* [INSTRUCTIONS TO FOLLOW]: Could you output each line of the data that follows exactly?

Content starts

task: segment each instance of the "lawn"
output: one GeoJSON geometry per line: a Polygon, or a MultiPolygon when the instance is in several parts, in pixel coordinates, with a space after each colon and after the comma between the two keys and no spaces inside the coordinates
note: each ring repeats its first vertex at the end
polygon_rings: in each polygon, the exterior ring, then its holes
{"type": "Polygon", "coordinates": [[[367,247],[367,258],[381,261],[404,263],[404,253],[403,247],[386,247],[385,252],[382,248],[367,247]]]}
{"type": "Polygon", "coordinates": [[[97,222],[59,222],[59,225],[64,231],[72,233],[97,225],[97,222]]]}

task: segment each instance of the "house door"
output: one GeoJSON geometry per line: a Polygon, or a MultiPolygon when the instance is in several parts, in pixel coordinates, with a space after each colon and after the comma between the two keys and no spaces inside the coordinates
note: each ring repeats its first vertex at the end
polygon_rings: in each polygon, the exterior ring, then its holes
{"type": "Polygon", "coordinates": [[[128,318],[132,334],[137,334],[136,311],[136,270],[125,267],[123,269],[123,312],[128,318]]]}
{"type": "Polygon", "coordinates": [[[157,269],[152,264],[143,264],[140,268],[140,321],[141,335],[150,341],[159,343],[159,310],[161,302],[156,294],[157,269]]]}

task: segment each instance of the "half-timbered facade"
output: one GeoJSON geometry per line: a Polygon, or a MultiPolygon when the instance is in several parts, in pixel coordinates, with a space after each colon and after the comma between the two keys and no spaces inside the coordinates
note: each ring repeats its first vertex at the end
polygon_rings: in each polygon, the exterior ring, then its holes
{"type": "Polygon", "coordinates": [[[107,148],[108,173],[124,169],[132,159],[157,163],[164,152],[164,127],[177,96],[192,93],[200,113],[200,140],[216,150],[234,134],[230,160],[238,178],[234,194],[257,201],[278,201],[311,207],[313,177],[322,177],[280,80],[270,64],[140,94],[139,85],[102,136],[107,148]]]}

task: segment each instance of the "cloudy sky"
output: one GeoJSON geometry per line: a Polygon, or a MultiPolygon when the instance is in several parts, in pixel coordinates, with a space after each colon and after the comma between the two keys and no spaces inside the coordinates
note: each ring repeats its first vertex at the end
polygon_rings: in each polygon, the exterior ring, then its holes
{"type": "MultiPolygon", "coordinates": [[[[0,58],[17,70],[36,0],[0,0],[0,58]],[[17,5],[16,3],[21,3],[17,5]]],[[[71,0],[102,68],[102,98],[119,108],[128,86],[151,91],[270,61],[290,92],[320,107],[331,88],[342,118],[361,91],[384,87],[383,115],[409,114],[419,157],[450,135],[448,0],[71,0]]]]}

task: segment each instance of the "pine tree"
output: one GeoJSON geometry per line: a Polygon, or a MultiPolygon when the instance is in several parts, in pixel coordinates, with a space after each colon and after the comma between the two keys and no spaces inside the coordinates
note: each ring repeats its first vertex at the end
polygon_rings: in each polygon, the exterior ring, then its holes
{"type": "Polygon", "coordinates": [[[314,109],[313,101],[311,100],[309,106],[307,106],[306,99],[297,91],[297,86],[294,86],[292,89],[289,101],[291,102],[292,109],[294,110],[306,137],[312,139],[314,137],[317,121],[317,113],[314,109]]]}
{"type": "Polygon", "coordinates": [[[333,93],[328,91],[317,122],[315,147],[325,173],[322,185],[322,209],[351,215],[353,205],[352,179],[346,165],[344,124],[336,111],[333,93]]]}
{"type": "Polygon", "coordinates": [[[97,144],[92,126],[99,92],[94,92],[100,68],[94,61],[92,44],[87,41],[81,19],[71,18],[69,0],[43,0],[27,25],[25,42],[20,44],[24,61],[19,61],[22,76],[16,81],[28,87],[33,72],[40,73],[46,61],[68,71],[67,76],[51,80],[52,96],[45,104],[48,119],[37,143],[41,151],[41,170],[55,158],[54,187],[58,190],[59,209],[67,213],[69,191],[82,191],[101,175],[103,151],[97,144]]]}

Content ends

* [RESPONSE TO THE EXERCISE]:
task: segment each instance of the "lawn"
output: one GeoJSON geometry per line: a Polygon, or a MultiPolygon when the instance is in several parts, in pixel coordinates, with a space after each colon and after the comma between the two keys and no spaces inside the coordinates
note: each ring repeats its first vertex at the end
polygon_rings: in each polygon, the exterior ring, then its holes
{"type": "Polygon", "coordinates": [[[367,247],[367,258],[381,261],[404,263],[404,253],[403,247],[386,247],[385,252],[382,248],[367,247]]]}
{"type": "Polygon", "coordinates": [[[97,222],[59,222],[59,225],[64,231],[72,233],[97,225],[97,222]]]}

task: segment each instance of the "house door"
output: one GeoJSON geometry per line: a Polygon, or a MultiPolygon when the instance is in several parts, in pixel coordinates, with a space after each colon and after the comma between the two keys and no spaces inside the coordinates
note: each ring repeats its first vertex at the end
polygon_rings: in each polygon, the exterior ring, then its holes
{"type": "Polygon", "coordinates": [[[128,318],[132,334],[137,334],[136,311],[136,270],[125,267],[123,269],[123,312],[128,318]]]}
{"type": "Polygon", "coordinates": [[[157,269],[152,264],[143,264],[140,268],[140,321],[141,335],[150,341],[159,343],[159,310],[161,302],[156,294],[157,269]]]}

task: segment each instance of the "half-timbered facade"
output: one GeoJSON geometry per line: a Polygon, or a MultiPolygon when the instance is in several parts, in pixel coordinates, with a space after each colon and after the comma between the two keys and no spaces inside the coordinates
note: each ring repeats its first vertex at the end
polygon_rings: in each polygon, the exterior ring, then its holes
{"type": "Polygon", "coordinates": [[[107,148],[108,173],[124,169],[132,159],[157,163],[164,152],[164,127],[177,96],[192,93],[200,113],[200,140],[216,150],[234,134],[230,160],[238,178],[234,194],[257,201],[278,201],[311,207],[313,177],[322,177],[280,80],[270,64],[140,94],[139,85],[102,136],[107,148]]]}

task: segment each instance of the "cloudy sky"
output: one GeoJSON geometry per line: a Polygon, or a MultiPolygon when the instance is in several parts, in pixel coordinates, with a space after each colon and after the comma between the two keys and no spaces inside the coordinates
note: each ring repeats its first vertex at the end
polygon_rings: in each polygon, the exterior ring, then its holes
{"type": "MultiPolygon", "coordinates": [[[[0,58],[17,70],[36,0],[0,0],[0,58]],[[17,5],[16,3],[21,3],[17,5]]],[[[71,0],[102,68],[102,98],[119,108],[128,86],[151,91],[270,61],[290,92],[320,107],[331,88],[342,118],[361,91],[384,87],[383,115],[409,114],[419,157],[450,135],[448,0],[71,0]]]]}

task: segment each instance of the "pine tree"
output: one GeoJSON geometry per line: a Polygon, or a MultiPolygon when the instance is in several parts, in pixel coordinates, with a space after each colon and after the comma between the two keys and no spaces inside the coordinates
note: each ring repeats its first vertex at the end
polygon_rings: in each polygon, the exterior ring, then its holes
{"type": "Polygon", "coordinates": [[[314,109],[313,101],[311,100],[309,106],[307,106],[306,99],[297,91],[297,86],[294,86],[292,89],[289,101],[291,102],[292,109],[294,110],[306,137],[312,139],[314,137],[317,121],[317,113],[314,109]]]}
{"type": "Polygon", "coordinates": [[[333,93],[328,91],[317,122],[315,147],[325,173],[322,185],[322,209],[351,215],[353,205],[352,179],[346,165],[344,124],[336,111],[333,93]]]}
{"type": "Polygon", "coordinates": [[[97,144],[92,126],[99,92],[94,92],[100,68],[94,61],[92,44],[87,41],[81,19],[71,18],[69,0],[43,0],[27,25],[25,42],[20,44],[24,61],[19,61],[22,76],[16,81],[28,87],[33,72],[40,73],[46,61],[68,71],[67,76],[51,80],[52,96],[45,104],[48,119],[37,143],[41,151],[41,170],[55,158],[54,187],[58,190],[59,209],[67,213],[69,191],[82,191],[101,175],[103,151],[97,144]]]}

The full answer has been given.